Paylaş
Üç gün önce yargılanmadan tutuklanan Namık Kemal ve dört arkadaşı sürgüne gönderilmektedir. Gizlilik içinde ‘Mısır’ adlı gemiye bindirildiler. Namık Kemal güverteden son kez İstanbul’a bakar. Sanır ki, bu adaletsizliğin önüne geçmek için tüm şehir ayağa kalkmıştır. Limanda kimseler yoktur. Oysa daha bir hafta önce, halk İstanbul’da ‘Fedai Kemal, Fedai Kemal’ diye sevinç gösterileri yapmıştır...
“HÜRRİYET” (Hurriet) Gazetesi’nin isim babası.
Bir dizi ifade ve kavramı Türkçeye kazandırdı:
Vatan, millet, vicdan, inkılap, ihtilal, siyasiyat, matbuat, hükümet, hayal, heyecan ve niceleri.
21 Aralık 1840’ta doğdu.
19 yaşında Tasvir-i Efkâr’da gazeteciliğe başladı.
25 yaşında Tazminat ve Islahat Fermanı’nı yetersiz bulan ilk gizli siyasi örgüt “Yeni Osmanlılar Cemiyeti”nin kuruluşuna katıldı. Anayasa’yı ilan etmezse Sultan Abdulaziz’i tahtından indireceklerdi. Aralarındaki bir muhbirin ele vermesiyle, Ziya Bey ile yurtdışına kaçtı. “Hurriet”i Londra’da çıkardılar.
MAKALE YASAĞI
24 Kasım 1870...
Padişah tarafından affedildiler, İstanbul’a döndüler.
Süleyman Nazıf’ın dediğine göre; Avrupa’ya bıçak gibi gitmiş, ustura gibi dönmüştü. Montesquieu ve Rousseau’dan etkilenmiş, Cumhuriyet kavramıyla tanışmıştı.
Arkadaşı Ebuzziya Tevfik’in çıkardığı “Hadika” Gazetesi’nde yazmaya başladı. Yazılarının altına başmuharrir anlamına gelen “B.M.” kısaltması koyuyordu.
Çünkü:
Affedilmesinin tek koşulu vardı: Siyasetten uzak duracak ve yazı yazmayacaktı.
Yazmayacağı bir hayatı hiç düşünemiyordu.

» **Sağlanan malzeme**:
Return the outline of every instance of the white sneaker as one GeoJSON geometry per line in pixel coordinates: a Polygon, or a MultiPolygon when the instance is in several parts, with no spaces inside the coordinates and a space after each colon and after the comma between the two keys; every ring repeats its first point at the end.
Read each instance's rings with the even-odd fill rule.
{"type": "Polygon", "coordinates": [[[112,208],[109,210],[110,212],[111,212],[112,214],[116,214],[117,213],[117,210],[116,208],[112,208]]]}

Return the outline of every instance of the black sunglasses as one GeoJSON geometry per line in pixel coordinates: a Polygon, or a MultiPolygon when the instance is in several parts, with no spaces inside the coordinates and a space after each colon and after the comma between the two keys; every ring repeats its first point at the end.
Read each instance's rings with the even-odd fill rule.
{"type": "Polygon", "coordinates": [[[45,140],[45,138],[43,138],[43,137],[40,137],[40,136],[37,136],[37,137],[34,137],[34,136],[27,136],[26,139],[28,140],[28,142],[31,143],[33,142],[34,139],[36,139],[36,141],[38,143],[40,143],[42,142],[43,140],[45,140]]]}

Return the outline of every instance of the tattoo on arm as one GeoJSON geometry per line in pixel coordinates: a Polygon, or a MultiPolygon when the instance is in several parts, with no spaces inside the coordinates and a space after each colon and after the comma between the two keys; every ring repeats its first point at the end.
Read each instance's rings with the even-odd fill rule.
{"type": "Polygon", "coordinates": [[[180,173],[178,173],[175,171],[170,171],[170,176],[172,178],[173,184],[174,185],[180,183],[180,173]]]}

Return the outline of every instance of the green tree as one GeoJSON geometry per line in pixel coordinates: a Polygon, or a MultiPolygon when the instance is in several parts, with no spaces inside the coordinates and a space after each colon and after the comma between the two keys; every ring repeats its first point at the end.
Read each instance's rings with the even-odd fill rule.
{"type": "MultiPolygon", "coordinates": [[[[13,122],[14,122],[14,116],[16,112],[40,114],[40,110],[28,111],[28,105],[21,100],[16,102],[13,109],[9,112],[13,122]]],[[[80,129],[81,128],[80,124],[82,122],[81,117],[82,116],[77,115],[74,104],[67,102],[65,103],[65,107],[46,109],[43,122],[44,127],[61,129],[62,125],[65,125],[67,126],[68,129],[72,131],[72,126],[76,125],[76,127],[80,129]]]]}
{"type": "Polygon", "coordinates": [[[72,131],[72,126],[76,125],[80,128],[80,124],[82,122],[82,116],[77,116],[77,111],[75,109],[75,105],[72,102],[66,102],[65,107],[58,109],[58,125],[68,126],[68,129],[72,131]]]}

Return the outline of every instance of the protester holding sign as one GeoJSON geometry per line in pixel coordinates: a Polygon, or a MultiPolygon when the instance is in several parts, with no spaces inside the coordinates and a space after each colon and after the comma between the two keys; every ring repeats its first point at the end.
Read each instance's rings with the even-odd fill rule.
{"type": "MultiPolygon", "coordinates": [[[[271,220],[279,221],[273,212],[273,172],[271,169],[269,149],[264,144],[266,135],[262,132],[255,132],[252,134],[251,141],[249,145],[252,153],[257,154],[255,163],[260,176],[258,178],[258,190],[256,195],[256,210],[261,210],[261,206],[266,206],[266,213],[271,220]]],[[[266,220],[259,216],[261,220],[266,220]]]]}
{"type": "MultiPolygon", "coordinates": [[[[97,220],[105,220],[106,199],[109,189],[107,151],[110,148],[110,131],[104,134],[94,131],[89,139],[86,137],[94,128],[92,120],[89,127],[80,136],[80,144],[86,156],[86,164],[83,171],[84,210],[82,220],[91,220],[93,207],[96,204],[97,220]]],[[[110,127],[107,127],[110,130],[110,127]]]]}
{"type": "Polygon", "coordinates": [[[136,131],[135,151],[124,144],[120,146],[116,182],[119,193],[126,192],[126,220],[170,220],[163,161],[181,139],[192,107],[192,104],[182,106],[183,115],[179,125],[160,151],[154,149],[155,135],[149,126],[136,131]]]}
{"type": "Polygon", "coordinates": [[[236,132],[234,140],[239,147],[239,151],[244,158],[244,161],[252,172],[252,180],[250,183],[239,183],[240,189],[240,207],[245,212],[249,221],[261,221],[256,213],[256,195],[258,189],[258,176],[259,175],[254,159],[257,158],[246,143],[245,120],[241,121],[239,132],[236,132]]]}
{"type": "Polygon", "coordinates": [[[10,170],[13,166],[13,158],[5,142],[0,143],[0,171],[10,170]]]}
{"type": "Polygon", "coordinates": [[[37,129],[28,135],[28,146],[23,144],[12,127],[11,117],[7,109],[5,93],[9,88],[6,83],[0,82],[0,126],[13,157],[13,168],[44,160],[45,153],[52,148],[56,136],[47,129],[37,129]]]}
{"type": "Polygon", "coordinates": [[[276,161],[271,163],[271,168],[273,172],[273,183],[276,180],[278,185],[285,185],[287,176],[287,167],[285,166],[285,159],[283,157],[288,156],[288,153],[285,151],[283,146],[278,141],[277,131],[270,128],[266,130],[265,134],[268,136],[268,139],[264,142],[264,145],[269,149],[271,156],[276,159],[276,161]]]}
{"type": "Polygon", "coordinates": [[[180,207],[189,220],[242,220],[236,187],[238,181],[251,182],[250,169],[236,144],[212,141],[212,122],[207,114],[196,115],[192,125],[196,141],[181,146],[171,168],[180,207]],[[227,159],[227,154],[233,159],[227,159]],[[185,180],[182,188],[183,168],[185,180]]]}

» **Görev**: Namık Kemal'i anlatan yazıyı kaldığı yerden sürdürün. Öğeler başka bir kaynaktan alınmıştır.

» **Yanıt aşağıda**:
Üvey dayısı Mahir Bey ile “İbret” adlı gazeteyi aldılar.
“Hadika” ve “İbret”te devlet yönetimini eleştiren makaleler kaleme aldı. Her iki gazete de “adab-ı devlet-ü hükümet”e aykırı yayın yapmaktan kapatıldı.
Namık Kemal İstanbul’dan uzaklaştırılmak için Gelibolu’ya mutasarrıf olarak gönderildi. Burada fazla kalamadı, üç ay sonra İstanbul’a döndü. Ancak gazetecilik yapacak olanakları yoktu. Durmadı; bir tiyatro eseri yazdı: “Vatan Yahut Silistre”.
GÖSTERİ YAPILIYOR
1 Nisan 1873.
Gedikpaşa Tiyatrosu’nda “Vatan Yahut Silistre” sahneye konuldu. Vatanı sevmenin onu korumak olduğunu anlatan oyun, halkı duygulandırıp coşturdu. Halk, “Yaşasın vatan”, “Kemal Bey çok yaşa” diye bağırdı. Sevinç gösterileri bununla kalmadı, sokağa çıkıldı.
Tiyatro afişi altında oyunun yazarı olarak “Fedai Kemal” adı yazılıydı. Gençler ellerinde meşaleler, ağızlarında “Fedai Kemal” sloganlarıyla yürüyüş yaptılar.
Oyunun ikinci temsili daha da görkemli oldu.
Nuri Bey, Bereketzade İsmail Hakkı Bey oyunu öven makaleler yazdılar. Saray gelişmelerden rahatsız oldu.
Beş gazeteci, Namık Kemal, Nuri Bey, Bereketzade İsmail Hakkı, Ahmet Mithat, Ebuzziya Tevfik tutuklandı. Mahkemeye bile çıkarılmadılar; haklarındaki karar sürgündü. Neyle suçlandıklarını bilmiyorlardı. Suçlarını ve aldıkları cezayı 9 Nisan’da “Mısır” adlı gemiye çıktıklarında, Binbaşı Bahri’den öğrendiler.
Gerekçe “Vatan Yahut Silistre” değildi(!); gerekçe gazetecilik yapmak ve zararlı yayın bulundurmaktı...
SON BİR BAKIŞ
Namık Kemal büyük güvenlik önlemleriyle gizlilik içinde getirildikleri “Mısır” gemisinin güvertesinden, son kez İstanbul’a baktı. Sanıyordu ki daha bir hafta önce “Fedai Kemal” diye bağıranlar limanı doldurup, bu adaletsizliğe engel olacaklardı.
Limanda kimseler yoktu...
“Mısır”ın rotasını ise bilmiyorlardı.
Ahmet Mithat ve Ebuzziya Tevfik Rodos’ta indirildi; sürgün yeri bu adaydı.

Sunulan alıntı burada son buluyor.